• _Provided text_:
§

Moreover, the depth of an external database is unlikely to scale alongside a specific organization. As the number of users increases, the architecture of the product may not be capable of seamlessly integrating a growth in demand or have the precision to cater to more specific product development needs. The size of third-party databases is independent of the consumer’s userbase. Extensibility is limited to the third-party organization and the sum of its clientele. There are costs to using third-party products. Depending on buy-in or perceived need for regulatory intelligence from leadership, these databases may appear unfavorable. These contracts should be taken into consideration and may prove costly for those with less individual demand for regulatory intelligence. The overwhelming amount of regulatory information available within third-party products still places the onus on regulatory professionals to efficiently generate actionable intelligence for the needs of the organization.
 
In-house database: Personalized tools for a targeted purpose
Modern tools for monitoring impactful regulations must be personalized to address the unique challenges encountered by each user. Massive projects like regulatory intelligence databases will succeed when they have the capabilities to cater to the needs of a company’s users.
 
An in-house regulatory database avoids the potential pitfalls of external solutions while generating immense benefits for companies operating within the oncology space. It offers a collection of directed information so that a particular group of people can find what they want by searching an internal database in the organization rather than being restricted to commercial or external options. The databases can be personalized to cover any discipline in any depth and breadth or in any format at the local, national, or international level. It can also provide access to a subject for which no database or organized retrieval system yet exists. In-house development removes the pressures to predict user preferences in advance, unlike external solutions. It allows the extensibility for the solutions to those needs to be built after the initial launch. The database does not have to be large to be useful. It can be designed to cover certain fields, and the coverage can be general or limited to some specific and definable traits. With in-house development, the breadth and granularity of captured regulatory data will be driven directly by target stakeholders.
 
Features of the user interface and presented content can be precisely adapted to specific drug development demands over time:
 
  • Flexibility to customize the database allows greater ease in incorporating specific features within the interface that cater to users while integrating cohesively within the existing infrastructure. An internal interface with users and stakeholders forms a natural feedback loop with owners to improve the system.
     
  • Scalability is the ability of an application to handle a growing number of users. The concept is directly related to the ability of a developer to maintain the system and data consistency. Internal development ensures that the intelligence database will be capable of efficiently scaling alongside the unique growth of a company’s user base, unlike in external products where there are multiple consumers under consideration.

§

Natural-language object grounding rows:
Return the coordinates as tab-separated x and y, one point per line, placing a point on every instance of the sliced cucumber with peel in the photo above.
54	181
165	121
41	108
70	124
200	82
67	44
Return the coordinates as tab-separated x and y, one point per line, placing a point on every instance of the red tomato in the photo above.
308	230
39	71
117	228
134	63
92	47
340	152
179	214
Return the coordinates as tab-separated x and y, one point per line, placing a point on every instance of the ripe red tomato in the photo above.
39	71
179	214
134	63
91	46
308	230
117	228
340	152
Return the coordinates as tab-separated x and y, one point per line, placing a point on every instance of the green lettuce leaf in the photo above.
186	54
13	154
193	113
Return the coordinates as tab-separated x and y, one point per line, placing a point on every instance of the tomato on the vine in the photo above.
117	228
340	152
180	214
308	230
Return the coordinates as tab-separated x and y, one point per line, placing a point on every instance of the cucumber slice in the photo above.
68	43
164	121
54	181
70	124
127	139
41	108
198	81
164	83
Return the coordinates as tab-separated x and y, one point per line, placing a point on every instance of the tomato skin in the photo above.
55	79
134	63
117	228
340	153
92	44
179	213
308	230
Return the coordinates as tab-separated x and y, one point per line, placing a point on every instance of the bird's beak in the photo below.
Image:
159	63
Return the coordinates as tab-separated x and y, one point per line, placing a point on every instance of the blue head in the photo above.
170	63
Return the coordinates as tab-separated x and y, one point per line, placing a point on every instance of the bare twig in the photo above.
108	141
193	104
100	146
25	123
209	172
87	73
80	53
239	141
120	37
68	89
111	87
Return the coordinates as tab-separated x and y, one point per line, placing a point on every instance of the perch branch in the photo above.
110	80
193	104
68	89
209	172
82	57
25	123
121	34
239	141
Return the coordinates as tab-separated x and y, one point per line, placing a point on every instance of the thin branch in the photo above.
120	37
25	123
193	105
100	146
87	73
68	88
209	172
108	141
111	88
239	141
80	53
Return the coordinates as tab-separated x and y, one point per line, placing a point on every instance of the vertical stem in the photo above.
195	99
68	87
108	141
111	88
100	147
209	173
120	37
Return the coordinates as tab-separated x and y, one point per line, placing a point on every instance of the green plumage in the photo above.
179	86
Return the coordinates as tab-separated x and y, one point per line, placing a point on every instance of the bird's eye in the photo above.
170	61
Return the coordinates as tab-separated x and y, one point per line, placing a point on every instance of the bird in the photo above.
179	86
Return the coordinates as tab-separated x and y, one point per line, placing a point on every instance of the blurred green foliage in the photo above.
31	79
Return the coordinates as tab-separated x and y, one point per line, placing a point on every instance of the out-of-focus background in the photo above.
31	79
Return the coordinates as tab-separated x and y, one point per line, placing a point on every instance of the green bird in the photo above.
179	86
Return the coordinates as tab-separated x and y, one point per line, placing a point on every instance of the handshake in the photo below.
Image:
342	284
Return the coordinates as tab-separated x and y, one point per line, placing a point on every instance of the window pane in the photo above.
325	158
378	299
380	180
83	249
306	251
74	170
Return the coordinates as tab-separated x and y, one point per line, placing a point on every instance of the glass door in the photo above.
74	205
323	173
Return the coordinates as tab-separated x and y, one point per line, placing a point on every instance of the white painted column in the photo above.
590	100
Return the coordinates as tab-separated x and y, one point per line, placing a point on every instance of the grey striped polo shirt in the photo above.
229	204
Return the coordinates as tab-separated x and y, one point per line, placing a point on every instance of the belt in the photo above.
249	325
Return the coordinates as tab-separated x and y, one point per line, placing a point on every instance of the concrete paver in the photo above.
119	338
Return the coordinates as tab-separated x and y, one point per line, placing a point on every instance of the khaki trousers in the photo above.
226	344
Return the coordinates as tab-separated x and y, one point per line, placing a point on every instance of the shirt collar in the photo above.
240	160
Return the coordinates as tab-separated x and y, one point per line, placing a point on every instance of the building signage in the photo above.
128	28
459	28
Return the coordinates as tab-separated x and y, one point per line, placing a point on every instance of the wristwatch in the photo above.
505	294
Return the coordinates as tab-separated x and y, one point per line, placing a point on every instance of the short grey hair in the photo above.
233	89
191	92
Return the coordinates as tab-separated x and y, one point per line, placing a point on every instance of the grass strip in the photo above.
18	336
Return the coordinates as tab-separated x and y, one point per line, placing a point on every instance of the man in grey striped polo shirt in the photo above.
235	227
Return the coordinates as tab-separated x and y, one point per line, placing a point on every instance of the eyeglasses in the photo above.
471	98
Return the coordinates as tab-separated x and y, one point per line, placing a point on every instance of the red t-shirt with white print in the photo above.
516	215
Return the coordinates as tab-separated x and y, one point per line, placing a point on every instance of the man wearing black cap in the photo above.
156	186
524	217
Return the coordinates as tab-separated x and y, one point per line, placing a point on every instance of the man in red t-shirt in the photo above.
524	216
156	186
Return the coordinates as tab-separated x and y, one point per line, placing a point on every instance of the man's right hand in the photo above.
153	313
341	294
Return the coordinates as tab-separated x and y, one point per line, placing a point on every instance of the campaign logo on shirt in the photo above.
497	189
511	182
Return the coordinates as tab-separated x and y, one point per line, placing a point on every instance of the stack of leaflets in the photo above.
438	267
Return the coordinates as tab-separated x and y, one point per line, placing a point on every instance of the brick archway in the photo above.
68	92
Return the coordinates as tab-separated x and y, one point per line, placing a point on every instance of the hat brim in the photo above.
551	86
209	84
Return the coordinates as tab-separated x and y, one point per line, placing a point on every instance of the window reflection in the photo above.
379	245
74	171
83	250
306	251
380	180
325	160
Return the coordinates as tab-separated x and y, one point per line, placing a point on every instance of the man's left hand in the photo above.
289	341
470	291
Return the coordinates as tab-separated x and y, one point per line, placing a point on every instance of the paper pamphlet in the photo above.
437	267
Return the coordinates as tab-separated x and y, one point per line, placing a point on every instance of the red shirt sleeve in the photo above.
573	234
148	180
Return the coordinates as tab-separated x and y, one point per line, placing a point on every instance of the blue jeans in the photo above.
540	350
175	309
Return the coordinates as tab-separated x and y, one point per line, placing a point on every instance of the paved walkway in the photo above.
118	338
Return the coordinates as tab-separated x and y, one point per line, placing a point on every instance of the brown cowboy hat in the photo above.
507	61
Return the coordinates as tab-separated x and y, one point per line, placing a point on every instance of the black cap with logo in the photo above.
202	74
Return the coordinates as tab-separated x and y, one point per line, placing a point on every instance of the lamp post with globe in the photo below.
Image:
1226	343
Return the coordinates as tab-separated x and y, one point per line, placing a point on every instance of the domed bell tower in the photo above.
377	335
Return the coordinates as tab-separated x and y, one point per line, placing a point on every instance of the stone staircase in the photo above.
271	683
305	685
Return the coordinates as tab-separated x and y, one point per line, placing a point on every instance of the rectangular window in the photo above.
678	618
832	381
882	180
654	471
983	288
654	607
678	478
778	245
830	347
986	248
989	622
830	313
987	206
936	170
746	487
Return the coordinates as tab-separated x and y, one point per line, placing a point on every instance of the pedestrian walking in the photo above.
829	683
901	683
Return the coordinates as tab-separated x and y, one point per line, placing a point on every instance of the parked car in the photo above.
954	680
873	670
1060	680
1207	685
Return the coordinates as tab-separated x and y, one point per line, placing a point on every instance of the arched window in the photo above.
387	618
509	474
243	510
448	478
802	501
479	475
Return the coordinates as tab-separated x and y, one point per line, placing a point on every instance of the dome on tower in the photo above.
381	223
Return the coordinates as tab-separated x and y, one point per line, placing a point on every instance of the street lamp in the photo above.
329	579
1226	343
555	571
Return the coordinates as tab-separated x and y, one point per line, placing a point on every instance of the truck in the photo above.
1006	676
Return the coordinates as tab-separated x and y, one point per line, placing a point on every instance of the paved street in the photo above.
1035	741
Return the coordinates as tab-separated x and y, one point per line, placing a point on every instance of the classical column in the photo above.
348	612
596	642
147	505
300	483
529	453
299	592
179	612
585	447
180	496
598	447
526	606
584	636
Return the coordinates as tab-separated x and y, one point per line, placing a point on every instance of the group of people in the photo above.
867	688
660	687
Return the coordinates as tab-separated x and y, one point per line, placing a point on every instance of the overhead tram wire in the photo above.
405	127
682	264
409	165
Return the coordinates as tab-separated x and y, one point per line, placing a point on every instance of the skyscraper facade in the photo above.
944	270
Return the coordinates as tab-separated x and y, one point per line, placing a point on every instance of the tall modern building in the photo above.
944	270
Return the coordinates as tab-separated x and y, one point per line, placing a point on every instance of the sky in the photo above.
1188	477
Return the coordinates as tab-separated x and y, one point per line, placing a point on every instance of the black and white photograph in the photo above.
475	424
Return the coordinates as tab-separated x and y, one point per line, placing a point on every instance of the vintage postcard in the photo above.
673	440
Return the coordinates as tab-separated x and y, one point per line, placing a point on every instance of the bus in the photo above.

§

• _Instructions_:
1. Using the regulatory database text above the rows, decide whether each statement agrees with it: (a) the size of third-party databases depends on the consumer's userbase; (b) an in-house database must be large to be useful; (c) in-house development removes the pressure to predict user preferences in advance. Answer yes or no for each, and quote the words from the text that decide it.
2. Go on with the regulatory database text from the point where it stops, above the rows.

• _Solved tasks_:
1.
(a) No: "The size of third-party databases is independent of the consumer’s userbase."
(b) No: "The database does not have to be large to be useful."
(c) Yes: "In-house development removes the pressures to predict user preferences in advance, unlike external solutions."

2.
  • Saturation points for positive user experience are under the jurisdiction of the organization. Collaborative effort to produce an in-house database further solidifies connections between different stakeholders, often siloed by their departments, who may use content to accomplish common program objectives.
 
A variety of functional areas may provide input into the direction of the data presented and reap the benefits of actionable intelligence. As the database continues to incorporate global considerations, greater accessibility may also produce alignment across international regions.
 
In-house databases do have limitations that must be taken into consideration by companies.
 
  • Development requires considerable manpower and time investment from an organization that has no previous system foundation.
  • Regulatory intelligence professionals, stakeholders, and users must be trained on the user interface to ensure full reaping of the database’s potential.
  • The regulatory intelligence content must be regularly verified through quality control measures as accurate and up to date if it is to be used as a basis for action.
  • In-house database maintenance and launch greatly depend on the expertise of individuals familiar with the software.
  • Turnover of any personnel involved with the program, in turn, strains the maintenance, capability, and development of the database.
  • Leadership and organization buy-in is crucial because palpable benefits are rarely seen immediately after the launch database.
  • Smaller organizations may find decreased benefits without sufficient resourcing. Improvements from feedback stem from the initiative and communication from the userbase. Nonetheless, there are significant returns for invested companies in the long-term investment of in-house database development.
 
Conclusion
The biopharmaceutical industry continues to pursue the discovery of innovative therapy options for cancer patients with unparalleled dedication. A company’s navigation of an expansive oncology landscape is a monumental task. As the complexity of submissions and the number of competitors increase, the need to efficiently use regulatory intelligence in strategic decisions highlights the tremendous value of captured data adapted to stakeholders. A purposeful, interactive interface allows users within regulatory affairs to access targeted content related to various product programs. With the development in-house, there are ample opportunities for direct feedback or suggestions to update the system to best suit evolving organizational needs.
 
About the author
Andrew Leung, PharmD, is a regulatory affairs postdoctoral fellow in the regulatory science group at Seagen Inc. He is currently responsible for supporting development activities within various late-stage and early-stage oncology programs. His previous roles within the industry focused on lifecycle maintenance for several medical device products, such as auto-injectors, prefilled syringes, and contraceptives. His previous experience includes regulatory intelligence, systems support, and compliance. Leung holds a doctor of pharmacy degree from St John’s University. He can be contacted at aleung@seagen.com
 
References
All references were accessed and/or verified on 12 April 2022.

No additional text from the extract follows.